WHAT THIS TASK INVOLVES ->
Leaving out the images, return the data below exactly as it is written.

[Items from a dataset]
*****

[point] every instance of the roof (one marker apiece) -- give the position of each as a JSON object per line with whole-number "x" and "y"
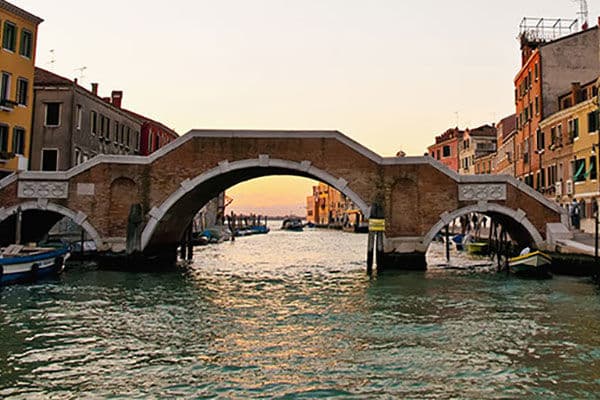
{"x": 146, "y": 119}
{"x": 484, "y": 130}
{"x": 5, "y": 5}
{"x": 508, "y": 125}
{"x": 47, "y": 78}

*****

EXERCISE OUTPUT ->
[point] every instance of the roof (one marker apiece) -- give the position of each as a JSON object per line with whole-number "x" and "y"
{"x": 146, "y": 119}
{"x": 484, "y": 130}
{"x": 5, "y": 5}
{"x": 508, "y": 125}
{"x": 47, "y": 78}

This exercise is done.